*WORK TO BE COMPLETED:*
The required output is the lines below from the line containing "Target: woman in black dress" to the line containing "find | vulture wing", inclusive, retyped exactly. No other lines belong in it.
....
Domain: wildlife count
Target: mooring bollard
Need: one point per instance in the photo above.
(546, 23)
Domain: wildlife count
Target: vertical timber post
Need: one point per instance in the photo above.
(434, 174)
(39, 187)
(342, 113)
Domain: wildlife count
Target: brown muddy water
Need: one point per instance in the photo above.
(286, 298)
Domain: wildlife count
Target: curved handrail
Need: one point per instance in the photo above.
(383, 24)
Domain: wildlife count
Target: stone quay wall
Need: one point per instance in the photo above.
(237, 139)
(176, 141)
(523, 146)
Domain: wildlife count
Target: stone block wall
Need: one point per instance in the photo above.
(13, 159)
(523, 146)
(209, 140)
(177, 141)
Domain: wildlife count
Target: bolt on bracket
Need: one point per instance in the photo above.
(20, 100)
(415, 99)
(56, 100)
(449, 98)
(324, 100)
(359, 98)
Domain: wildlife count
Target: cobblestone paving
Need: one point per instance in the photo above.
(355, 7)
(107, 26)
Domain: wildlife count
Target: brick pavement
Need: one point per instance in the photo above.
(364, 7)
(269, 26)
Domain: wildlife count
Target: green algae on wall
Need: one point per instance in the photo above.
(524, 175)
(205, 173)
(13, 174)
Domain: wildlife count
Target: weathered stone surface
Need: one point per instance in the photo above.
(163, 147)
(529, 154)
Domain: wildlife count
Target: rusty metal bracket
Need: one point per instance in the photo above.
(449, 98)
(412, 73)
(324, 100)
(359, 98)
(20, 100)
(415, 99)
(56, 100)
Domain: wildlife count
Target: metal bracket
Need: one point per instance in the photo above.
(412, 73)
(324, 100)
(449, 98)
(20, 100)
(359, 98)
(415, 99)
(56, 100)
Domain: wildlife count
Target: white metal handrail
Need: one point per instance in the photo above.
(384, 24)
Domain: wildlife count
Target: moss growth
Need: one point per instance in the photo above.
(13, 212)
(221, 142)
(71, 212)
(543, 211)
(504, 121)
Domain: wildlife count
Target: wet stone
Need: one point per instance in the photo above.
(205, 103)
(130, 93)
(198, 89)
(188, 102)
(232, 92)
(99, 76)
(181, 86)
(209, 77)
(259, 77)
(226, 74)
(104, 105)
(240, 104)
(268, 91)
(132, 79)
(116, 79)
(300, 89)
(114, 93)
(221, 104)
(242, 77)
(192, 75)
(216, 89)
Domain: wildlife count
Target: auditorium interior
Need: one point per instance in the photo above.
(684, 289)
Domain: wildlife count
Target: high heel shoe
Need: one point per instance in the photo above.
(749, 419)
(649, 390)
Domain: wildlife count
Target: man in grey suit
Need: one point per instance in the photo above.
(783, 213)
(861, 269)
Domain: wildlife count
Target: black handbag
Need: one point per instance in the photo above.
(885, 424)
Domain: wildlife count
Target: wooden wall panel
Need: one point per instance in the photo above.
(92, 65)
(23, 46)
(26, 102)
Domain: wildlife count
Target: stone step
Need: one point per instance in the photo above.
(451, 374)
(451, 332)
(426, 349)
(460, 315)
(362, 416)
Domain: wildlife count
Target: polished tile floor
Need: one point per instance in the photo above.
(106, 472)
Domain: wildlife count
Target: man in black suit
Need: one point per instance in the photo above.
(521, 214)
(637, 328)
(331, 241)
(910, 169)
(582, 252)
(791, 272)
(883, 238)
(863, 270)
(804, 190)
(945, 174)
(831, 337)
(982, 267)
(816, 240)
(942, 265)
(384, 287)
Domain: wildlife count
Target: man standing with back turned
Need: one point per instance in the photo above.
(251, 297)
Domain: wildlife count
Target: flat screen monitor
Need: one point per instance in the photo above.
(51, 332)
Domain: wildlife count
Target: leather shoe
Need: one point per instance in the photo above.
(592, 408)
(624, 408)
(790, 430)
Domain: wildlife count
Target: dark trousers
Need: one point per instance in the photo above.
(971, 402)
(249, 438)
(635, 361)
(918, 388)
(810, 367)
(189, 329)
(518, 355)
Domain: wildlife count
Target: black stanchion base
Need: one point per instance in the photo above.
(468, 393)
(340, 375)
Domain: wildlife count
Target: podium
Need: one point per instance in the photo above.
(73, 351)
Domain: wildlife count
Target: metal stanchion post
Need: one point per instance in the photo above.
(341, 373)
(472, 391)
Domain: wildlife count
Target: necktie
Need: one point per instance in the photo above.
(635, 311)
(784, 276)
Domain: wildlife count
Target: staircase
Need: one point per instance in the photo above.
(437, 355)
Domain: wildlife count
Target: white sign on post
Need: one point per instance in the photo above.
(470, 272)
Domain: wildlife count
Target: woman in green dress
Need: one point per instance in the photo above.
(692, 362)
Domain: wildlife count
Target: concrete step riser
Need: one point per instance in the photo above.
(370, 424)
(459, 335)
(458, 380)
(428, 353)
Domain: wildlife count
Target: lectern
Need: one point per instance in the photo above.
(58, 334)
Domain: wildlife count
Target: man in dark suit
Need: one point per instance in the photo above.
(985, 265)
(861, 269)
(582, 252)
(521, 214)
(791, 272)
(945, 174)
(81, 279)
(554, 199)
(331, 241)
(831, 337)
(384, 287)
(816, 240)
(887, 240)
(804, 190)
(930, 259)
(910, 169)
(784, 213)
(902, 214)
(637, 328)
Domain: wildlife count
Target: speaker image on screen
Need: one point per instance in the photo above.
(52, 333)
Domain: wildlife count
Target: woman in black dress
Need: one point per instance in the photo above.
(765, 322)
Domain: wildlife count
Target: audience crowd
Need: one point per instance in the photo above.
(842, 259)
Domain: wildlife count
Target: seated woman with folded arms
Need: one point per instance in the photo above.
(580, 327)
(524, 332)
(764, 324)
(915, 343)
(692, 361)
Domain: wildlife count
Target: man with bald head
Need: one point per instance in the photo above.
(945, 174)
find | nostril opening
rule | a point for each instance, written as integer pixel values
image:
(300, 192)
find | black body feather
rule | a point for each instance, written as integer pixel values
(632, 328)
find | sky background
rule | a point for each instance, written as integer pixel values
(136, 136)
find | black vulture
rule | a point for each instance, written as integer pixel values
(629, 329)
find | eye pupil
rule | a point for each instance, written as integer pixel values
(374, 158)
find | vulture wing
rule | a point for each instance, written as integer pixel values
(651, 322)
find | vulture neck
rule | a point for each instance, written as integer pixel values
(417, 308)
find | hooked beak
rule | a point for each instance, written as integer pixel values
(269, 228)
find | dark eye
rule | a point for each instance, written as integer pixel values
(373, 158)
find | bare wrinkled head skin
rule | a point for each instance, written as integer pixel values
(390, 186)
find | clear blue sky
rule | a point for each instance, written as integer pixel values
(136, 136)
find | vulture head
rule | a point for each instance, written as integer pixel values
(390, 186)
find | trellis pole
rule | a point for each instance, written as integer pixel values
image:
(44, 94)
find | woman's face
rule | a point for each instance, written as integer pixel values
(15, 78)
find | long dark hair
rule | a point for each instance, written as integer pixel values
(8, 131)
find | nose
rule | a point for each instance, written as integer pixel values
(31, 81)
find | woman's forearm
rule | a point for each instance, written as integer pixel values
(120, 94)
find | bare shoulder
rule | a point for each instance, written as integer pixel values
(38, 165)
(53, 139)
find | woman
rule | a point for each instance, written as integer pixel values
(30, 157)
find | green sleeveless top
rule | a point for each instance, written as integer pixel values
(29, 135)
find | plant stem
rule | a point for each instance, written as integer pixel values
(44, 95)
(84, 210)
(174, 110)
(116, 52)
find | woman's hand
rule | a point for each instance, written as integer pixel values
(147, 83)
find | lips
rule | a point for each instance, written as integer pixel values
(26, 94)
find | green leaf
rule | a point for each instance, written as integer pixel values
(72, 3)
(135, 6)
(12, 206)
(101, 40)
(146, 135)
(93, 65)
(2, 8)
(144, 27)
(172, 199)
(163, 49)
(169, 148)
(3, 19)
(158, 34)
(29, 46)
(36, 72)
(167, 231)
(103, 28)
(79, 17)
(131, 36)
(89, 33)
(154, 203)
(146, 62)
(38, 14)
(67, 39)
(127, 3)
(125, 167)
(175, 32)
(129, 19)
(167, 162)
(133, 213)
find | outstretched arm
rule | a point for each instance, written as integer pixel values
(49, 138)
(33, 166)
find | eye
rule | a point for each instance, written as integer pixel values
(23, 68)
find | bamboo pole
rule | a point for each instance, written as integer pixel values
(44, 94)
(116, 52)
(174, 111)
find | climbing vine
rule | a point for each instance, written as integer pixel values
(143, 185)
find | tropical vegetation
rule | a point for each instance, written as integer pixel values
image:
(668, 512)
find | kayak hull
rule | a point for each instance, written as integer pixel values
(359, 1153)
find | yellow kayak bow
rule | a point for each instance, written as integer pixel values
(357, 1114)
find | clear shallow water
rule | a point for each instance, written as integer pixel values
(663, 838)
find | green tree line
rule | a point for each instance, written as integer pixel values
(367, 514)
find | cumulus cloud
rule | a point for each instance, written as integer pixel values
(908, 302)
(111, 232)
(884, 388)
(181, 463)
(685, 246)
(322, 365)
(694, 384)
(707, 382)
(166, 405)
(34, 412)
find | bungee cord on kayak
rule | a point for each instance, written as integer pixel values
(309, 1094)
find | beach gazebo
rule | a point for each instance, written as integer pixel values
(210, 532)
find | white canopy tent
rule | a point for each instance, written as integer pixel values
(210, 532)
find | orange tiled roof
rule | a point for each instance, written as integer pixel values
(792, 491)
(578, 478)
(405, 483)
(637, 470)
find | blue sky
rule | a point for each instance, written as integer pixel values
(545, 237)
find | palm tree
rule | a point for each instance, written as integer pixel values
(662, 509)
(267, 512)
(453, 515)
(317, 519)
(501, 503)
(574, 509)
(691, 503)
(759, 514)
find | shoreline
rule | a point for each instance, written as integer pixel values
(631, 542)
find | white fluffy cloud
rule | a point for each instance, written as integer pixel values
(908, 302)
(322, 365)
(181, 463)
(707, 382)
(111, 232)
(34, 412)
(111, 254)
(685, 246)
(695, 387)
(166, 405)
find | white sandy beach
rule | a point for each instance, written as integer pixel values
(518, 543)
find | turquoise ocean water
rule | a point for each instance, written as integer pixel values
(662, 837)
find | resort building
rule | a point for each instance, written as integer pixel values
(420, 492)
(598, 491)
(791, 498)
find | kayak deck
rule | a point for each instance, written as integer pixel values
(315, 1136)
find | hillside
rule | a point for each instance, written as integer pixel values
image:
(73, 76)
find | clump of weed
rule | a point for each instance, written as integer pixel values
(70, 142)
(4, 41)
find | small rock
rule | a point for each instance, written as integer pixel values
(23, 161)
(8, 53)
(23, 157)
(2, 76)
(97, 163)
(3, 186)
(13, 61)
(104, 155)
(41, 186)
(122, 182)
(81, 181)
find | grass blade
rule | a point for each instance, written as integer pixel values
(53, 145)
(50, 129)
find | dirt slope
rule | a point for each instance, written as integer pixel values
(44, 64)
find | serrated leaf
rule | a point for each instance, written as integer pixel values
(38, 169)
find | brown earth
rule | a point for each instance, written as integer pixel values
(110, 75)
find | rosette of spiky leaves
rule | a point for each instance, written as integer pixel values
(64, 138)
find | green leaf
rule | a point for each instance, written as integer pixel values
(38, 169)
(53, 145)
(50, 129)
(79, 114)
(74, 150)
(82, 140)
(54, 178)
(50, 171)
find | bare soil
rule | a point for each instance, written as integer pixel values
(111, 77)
....
*EXERCISE RESPONSE:*
Target: woman in black dress
Need: one point per instance in the photo above.
(765, 322)
Domain: wildlife count
Target: audience crowd
Need: one point per instance in the photo above.
(842, 259)
Domain: wildlife count
Target: seated woman with folded arms
Need: one point per instance in the photo above.
(580, 327)
(524, 332)
(764, 324)
(915, 343)
(692, 361)
Domain: wildlife count
Target: man with bald head
Need: one point per instance in the photo above.
(945, 174)
find | nostril opening
rule | a point for each instance, written as integer pixel values
image:
(300, 192)
find | black body feather
rule | a point for each instance, written as integer pixel values
(632, 328)
find | sky background
rule | a point for each instance, written as integer pixel values
(136, 136)
find | black vulture
rule | a point for each instance, written as integer pixel values
(629, 329)
find | eye pupil
rule | a point for each instance, written as integer pixel values
(374, 158)
find | vulture wing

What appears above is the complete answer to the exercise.